Short exercise: Count the lines in the listing below that contain the string "canopy", treating uppercase and lowercase letters as different. Reply with the number alone.

Given data:
-*-

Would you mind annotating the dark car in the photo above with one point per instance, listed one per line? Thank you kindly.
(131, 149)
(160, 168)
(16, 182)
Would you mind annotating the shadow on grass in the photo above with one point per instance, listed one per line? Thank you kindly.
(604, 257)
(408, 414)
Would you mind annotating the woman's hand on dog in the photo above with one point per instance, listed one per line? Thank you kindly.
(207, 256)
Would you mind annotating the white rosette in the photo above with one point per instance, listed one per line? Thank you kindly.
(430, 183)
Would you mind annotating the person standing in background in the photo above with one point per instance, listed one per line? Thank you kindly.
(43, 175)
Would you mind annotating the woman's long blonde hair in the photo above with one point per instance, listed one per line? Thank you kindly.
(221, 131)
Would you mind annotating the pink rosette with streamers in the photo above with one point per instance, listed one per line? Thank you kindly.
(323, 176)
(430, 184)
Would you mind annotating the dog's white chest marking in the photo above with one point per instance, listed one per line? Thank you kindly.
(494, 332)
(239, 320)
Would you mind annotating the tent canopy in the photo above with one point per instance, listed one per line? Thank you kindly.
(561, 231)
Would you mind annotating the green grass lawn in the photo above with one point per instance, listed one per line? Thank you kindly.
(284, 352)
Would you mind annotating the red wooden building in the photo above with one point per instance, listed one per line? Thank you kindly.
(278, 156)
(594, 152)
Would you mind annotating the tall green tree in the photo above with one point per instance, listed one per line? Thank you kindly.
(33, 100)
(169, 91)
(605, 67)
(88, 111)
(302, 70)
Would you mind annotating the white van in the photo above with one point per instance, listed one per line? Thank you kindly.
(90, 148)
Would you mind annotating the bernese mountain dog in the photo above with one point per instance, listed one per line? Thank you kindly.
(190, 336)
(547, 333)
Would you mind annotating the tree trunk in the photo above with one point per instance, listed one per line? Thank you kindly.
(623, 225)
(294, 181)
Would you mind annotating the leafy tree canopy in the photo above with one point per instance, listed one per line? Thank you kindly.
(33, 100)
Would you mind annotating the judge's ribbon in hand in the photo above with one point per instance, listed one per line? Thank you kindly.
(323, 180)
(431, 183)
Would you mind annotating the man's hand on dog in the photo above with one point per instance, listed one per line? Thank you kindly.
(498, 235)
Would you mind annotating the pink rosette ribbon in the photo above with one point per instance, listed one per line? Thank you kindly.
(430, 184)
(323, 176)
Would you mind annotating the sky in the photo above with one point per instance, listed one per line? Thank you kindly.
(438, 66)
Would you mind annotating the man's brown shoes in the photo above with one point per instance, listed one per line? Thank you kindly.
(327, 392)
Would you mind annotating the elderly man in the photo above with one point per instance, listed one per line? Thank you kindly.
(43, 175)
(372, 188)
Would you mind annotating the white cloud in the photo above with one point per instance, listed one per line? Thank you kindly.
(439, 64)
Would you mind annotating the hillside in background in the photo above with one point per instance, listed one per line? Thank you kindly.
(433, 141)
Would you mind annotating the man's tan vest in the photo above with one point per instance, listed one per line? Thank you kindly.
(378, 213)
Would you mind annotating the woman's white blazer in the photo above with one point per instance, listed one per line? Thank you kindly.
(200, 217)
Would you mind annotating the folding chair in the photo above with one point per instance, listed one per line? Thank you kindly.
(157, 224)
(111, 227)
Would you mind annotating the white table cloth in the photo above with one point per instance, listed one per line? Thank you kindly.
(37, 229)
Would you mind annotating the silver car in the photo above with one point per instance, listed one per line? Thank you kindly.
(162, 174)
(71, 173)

-*-

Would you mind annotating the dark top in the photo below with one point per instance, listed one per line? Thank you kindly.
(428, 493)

-*-

Output for this task: 2